Document segment |
*****

Returns {url, title, text}. Cheapest option (~1K tokens for most pages).
Screenshot
# Raw JPEG bytes
curl "http://localhost:9867/screenshot?raw=true" -o screenshot.jpg
# With quality setting (default 80)
curl "http://localhost:9867/screenshot?raw=true&quality=50" -o screenshot.jpg
Evaluate JavaScript
curl -X POST http://localhost:9867/evaluate \
-H 'Content-Type: application/json' \
-d '{"expression": "document.title"}'
Tab management
# List tabs
curl http://localhost:9867/tabs
# Open new tab
curl -X POST http://localhost:9867/tab \
-H 'Content-Type: application/json' \
-d '{"action": "new", "url": "https://example.com"}'
# Close tab
curl -X POST http://localhost:9867/tab \
-H 'Content-Type: application/json' \
-d '{"action": "close", "tabId": "TARGET_ID"}'
Multi-tab: pass ?tabId=TARGET_ID to snapshot/screenshot/text, or "tabId" in POST body.

*****

[Data listing]

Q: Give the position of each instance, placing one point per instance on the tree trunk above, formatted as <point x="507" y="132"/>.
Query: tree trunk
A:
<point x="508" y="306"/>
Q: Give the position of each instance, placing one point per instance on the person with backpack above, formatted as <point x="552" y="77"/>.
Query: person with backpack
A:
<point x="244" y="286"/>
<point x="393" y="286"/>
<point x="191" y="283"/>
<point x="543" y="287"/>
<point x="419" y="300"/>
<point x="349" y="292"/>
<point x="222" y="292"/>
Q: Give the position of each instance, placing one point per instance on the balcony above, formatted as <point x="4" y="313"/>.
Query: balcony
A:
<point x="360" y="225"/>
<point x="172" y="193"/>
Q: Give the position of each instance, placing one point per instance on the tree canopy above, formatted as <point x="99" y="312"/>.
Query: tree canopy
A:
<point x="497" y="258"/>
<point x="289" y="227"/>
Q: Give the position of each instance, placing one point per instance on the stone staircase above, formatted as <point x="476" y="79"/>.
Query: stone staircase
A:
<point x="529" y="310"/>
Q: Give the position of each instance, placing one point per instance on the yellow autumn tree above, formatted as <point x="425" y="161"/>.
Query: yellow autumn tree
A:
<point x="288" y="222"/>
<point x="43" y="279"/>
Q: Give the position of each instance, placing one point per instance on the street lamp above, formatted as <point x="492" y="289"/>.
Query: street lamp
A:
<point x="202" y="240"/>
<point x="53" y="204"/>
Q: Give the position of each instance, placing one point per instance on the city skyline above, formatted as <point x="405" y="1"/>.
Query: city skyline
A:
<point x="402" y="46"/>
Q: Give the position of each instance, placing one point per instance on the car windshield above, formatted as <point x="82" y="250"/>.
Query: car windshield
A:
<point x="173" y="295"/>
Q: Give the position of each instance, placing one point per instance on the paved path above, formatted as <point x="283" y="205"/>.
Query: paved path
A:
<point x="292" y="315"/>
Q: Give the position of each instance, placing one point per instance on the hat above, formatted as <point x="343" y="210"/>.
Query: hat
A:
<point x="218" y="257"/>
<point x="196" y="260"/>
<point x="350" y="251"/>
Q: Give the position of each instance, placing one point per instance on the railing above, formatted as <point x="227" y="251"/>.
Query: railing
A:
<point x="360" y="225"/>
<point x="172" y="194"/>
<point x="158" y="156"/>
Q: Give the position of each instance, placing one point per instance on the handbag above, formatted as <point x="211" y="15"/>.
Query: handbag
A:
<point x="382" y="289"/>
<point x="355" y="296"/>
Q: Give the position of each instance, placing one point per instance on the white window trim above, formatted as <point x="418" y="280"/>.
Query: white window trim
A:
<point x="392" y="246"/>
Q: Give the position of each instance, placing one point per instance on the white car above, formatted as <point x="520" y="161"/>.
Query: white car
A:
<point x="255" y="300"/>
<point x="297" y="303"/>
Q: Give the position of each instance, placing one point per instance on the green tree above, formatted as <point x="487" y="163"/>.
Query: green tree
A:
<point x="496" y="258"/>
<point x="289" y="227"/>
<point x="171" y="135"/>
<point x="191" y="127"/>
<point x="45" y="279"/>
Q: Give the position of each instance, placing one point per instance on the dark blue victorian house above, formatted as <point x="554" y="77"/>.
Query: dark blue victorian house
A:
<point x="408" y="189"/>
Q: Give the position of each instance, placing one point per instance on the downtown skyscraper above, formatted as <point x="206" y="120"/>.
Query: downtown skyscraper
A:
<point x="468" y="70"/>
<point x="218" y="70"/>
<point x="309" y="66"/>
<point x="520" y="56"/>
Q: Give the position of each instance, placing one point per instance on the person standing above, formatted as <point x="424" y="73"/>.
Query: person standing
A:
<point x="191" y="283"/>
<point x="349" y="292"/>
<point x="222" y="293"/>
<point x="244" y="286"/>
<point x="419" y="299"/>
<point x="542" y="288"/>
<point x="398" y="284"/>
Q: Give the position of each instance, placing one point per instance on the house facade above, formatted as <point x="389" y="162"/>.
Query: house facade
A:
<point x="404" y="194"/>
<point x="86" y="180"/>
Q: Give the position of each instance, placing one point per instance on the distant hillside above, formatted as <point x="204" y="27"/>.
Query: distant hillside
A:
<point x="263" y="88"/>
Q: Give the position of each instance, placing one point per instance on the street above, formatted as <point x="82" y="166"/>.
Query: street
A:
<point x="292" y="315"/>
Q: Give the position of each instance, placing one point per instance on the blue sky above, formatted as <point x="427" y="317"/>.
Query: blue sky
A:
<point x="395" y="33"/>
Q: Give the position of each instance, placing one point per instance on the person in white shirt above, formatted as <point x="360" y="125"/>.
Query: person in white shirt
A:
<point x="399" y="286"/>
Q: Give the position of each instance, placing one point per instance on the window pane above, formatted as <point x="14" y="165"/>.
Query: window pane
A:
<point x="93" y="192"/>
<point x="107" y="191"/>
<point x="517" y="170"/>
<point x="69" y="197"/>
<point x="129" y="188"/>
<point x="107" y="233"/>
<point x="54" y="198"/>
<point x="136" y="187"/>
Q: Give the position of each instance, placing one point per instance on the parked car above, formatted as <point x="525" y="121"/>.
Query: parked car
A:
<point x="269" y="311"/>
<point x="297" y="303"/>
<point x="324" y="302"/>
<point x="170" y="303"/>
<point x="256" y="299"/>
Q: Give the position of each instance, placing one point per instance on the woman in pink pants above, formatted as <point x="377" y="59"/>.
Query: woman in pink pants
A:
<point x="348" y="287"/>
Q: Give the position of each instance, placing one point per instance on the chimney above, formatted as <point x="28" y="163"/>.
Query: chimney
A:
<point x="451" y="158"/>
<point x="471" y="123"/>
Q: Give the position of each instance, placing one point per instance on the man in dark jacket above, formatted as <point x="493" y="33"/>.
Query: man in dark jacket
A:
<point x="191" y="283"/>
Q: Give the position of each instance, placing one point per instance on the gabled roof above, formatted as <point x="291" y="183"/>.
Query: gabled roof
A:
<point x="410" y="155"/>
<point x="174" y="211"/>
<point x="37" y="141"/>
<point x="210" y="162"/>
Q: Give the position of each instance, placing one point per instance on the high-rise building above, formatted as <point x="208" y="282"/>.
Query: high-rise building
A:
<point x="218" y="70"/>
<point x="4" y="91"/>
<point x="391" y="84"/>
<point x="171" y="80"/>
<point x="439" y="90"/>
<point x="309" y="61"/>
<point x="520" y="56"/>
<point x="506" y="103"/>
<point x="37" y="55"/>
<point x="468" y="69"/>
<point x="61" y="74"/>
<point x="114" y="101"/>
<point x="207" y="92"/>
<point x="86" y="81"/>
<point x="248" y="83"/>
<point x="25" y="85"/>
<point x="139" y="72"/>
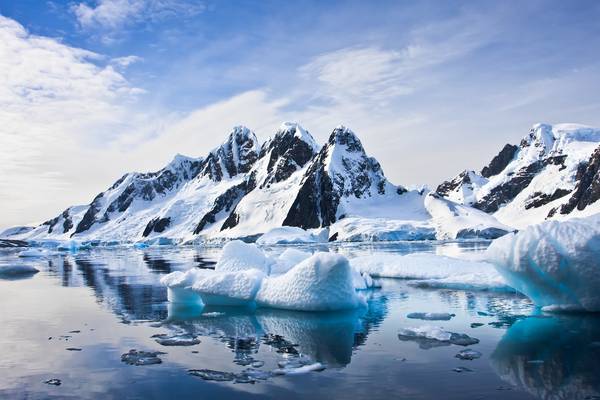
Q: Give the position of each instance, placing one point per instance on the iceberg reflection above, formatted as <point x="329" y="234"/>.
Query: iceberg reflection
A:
<point x="326" y="337"/>
<point x="552" y="358"/>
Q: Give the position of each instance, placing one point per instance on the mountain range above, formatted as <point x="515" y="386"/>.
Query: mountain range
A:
<point x="243" y="189"/>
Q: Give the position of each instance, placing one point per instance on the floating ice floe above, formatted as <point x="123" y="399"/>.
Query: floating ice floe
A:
<point x="239" y="256"/>
<point x="322" y="282"/>
<point x="287" y="260"/>
<point x="17" y="271"/>
<point x="135" y="357"/>
<point x="293" y="235"/>
<point x="554" y="263"/>
<point x="431" y="316"/>
<point x="457" y="221"/>
<point x="33" y="253"/>
<point x="428" y="336"/>
<point x="229" y="288"/>
<point x="357" y="229"/>
<point x="433" y="271"/>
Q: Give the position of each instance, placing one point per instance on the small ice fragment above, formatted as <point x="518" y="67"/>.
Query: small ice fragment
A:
<point x="431" y="316"/>
<point x="299" y="370"/>
<point x="16" y="271"/>
<point x="468" y="354"/>
<point x="176" y="340"/>
<point x="212" y="375"/>
<point x="135" y="357"/>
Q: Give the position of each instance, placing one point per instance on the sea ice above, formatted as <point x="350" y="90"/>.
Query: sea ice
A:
<point x="433" y="271"/>
<point x="299" y="370"/>
<point x="428" y="336"/>
<point x="14" y="271"/>
<point x="322" y="282"/>
<point x="431" y="316"/>
<point x="176" y="340"/>
<point x="293" y="235"/>
<point x="32" y="253"/>
<point x="468" y="354"/>
<point x="135" y="357"/>
<point x="554" y="263"/>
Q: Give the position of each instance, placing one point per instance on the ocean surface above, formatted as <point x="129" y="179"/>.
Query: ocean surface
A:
<point x="67" y="332"/>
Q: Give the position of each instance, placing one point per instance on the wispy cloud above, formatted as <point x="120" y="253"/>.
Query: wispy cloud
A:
<point x="55" y="101"/>
<point x="115" y="14"/>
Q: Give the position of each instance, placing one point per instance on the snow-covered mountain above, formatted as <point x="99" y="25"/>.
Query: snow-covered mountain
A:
<point x="242" y="189"/>
<point x="551" y="174"/>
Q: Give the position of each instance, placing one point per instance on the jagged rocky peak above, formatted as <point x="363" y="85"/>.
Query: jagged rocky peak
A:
<point x="352" y="171"/>
<point x="289" y="150"/>
<point x="500" y="161"/>
<point x="340" y="170"/>
<point x="587" y="190"/>
<point x="235" y="156"/>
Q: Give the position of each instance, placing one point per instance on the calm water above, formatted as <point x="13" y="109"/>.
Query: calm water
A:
<point x="104" y="302"/>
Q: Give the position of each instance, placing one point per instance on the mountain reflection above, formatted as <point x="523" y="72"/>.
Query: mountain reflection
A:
<point x="552" y="358"/>
<point x="127" y="283"/>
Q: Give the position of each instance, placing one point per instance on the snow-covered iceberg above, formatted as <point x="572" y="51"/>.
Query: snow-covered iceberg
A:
<point x="322" y="282"/>
<point x="433" y="271"/>
<point x="239" y="256"/>
<point x="17" y="271"/>
<point x="556" y="264"/>
<point x="293" y="235"/>
<point x="298" y="281"/>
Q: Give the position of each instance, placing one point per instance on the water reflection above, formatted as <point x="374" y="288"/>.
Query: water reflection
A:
<point x="552" y="358"/>
<point x="329" y="338"/>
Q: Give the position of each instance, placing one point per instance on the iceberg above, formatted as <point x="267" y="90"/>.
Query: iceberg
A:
<point x="433" y="271"/>
<point x="17" y="271"/>
<point x="229" y="288"/>
<point x="287" y="260"/>
<point x="322" y="282"/>
<point x="239" y="256"/>
<point x="178" y="284"/>
<point x="553" y="263"/>
<point x="293" y="235"/>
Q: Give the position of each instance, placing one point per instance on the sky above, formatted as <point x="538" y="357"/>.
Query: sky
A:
<point x="91" y="89"/>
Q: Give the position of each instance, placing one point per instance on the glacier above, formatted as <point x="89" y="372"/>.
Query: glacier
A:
<point x="553" y="263"/>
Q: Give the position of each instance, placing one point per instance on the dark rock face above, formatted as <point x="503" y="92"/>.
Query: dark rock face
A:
<point x="90" y="215"/>
<point x="500" y="162"/>
<point x="226" y="203"/>
<point x="156" y="225"/>
<point x="324" y="185"/>
<point x="144" y="186"/>
<point x="287" y="153"/>
<point x="587" y="190"/>
<point x="238" y="154"/>
<point x="509" y="190"/>
<point x="447" y="187"/>
<point x="539" y="199"/>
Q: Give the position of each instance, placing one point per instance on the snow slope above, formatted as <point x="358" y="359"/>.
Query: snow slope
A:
<point x="551" y="174"/>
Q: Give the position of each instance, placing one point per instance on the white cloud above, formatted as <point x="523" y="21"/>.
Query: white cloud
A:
<point x="56" y="103"/>
<point x="114" y="14"/>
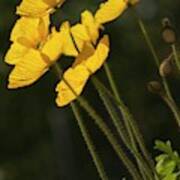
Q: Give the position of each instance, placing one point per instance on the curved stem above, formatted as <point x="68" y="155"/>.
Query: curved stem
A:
<point x="172" y="105"/>
<point x="177" y="61"/>
<point x="131" y="145"/>
<point x="128" y="118"/>
<point x="104" y="128"/>
<point x="97" y="161"/>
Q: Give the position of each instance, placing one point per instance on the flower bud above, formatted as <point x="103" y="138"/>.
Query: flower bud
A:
<point x="154" y="87"/>
<point x="166" y="68"/>
<point x="168" y="32"/>
<point x="132" y="2"/>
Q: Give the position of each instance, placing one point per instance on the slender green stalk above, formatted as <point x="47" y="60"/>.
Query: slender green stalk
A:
<point x="143" y="167"/>
<point x="128" y="116"/>
<point x="104" y="128"/>
<point x="148" y="41"/>
<point x="97" y="161"/>
<point x="173" y="108"/>
<point x="176" y="58"/>
<point x="154" y="54"/>
<point x="164" y="80"/>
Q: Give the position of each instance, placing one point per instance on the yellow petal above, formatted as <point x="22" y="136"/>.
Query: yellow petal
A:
<point x="92" y="58"/>
<point x="76" y="78"/>
<point x="69" y="48"/>
<point x="15" y="53"/>
<point x="110" y="10"/>
<point x="93" y="63"/>
<point x="37" y="8"/>
<point x="32" y="29"/>
<point x="53" y="46"/>
<point x="28" y="70"/>
<point x="80" y="35"/>
<point x="92" y="27"/>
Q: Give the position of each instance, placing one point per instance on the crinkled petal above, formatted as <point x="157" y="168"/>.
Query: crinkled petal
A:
<point x="93" y="63"/>
<point x="53" y="46"/>
<point x="69" y="48"/>
<point x="37" y="8"/>
<point x="92" y="58"/>
<point x="28" y="70"/>
<point x="34" y="30"/>
<point x="15" y="53"/>
<point x="76" y="78"/>
<point x="80" y="35"/>
<point x="92" y="27"/>
<point x="110" y="10"/>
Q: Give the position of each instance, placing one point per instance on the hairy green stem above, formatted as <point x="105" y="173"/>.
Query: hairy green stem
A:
<point x="104" y="128"/>
<point x="173" y="107"/>
<point x="128" y="117"/>
<point x="164" y="80"/>
<point x="90" y="145"/>
<point x="176" y="58"/>
<point x="143" y="167"/>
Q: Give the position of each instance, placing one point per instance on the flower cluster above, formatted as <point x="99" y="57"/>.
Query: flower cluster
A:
<point x="35" y="47"/>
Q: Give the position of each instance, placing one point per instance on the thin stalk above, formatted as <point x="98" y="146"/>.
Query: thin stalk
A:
<point x="105" y="129"/>
<point x="176" y="58"/>
<point x="143" y="167"/>
<point x="90" y="145"/>
<point x="127" y="115"/>
<point x="164" y="80"/>
<point x="154" y="54"/>
<point x="173" y="107"/>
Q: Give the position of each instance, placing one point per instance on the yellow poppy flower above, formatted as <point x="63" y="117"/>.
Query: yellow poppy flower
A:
<point x="27" y="33"/>
<point x="28" y="70"/>
<point x="37" y="8"/>
<point x="35" y="62"/>
<point x="86" y="31"/>
<point x="87" y="63"/>
<point x="110" y="10"/>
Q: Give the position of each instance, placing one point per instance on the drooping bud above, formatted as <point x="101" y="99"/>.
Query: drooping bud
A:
<point x="168" y="32"/>
<point x="166" y="68"/>
<point x="155" y="87"/>
<point x="132" y="2"/>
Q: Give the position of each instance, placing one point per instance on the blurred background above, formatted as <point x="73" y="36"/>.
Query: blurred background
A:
<point x="43" y="142"/>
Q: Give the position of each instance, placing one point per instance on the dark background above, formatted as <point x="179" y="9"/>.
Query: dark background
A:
<point x="40" y="141"/>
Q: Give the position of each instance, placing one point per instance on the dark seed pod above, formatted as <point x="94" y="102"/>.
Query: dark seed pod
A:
<point x="155" y="87"/>
<point x="166" y="68"/>
<point x="168" y="32"/>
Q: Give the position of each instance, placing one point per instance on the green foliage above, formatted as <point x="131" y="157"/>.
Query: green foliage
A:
<point x="168" y="162"/>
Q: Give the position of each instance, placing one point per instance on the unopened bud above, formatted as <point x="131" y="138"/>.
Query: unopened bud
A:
<point x="132" y="2"/>
<point x="166" y="68"/>
<point x="154" y="87"/>
<point x="168" y="32"/>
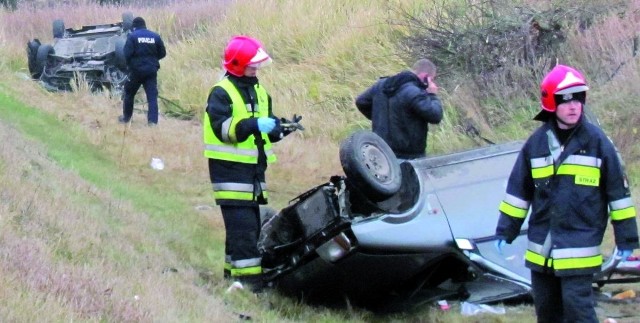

*****

Short task 1 | Please find every line of the listing that contains the string "fragment", matching case exactly, and copy each of those lines.
Short task 2 | Carry on the curl reference for the local browser API on port 9867, starting after its final line about multi-tab use.

Right answer 1 |
Q: Give the position of each instance, placing one point per instance on the small ice fragment above, formatted as <point x="518" y="67"/>.
Query: small ice fragment

Right answer 2 |
Tab locking (multi-agent)
# Lock a tab (default 30s timeout, max 5min)
curl -X POST http://localhost:9867/tab/lock \
-H 'Content-Type: application/json' \
-d '{"tabId": "TARGET_ID", "owner": "agent-1", "timeoutSec": 60}'
# Unlock
curl -X POST http://localhost:9867/tab/unlock \
-H 'Content-Type: application/json' \
-d '{"tabId": "TARGET_ID", "owner": "agent-1"}'
Locked tabs show owner and lockedUntil in /tabs. Returns 409 on conflict.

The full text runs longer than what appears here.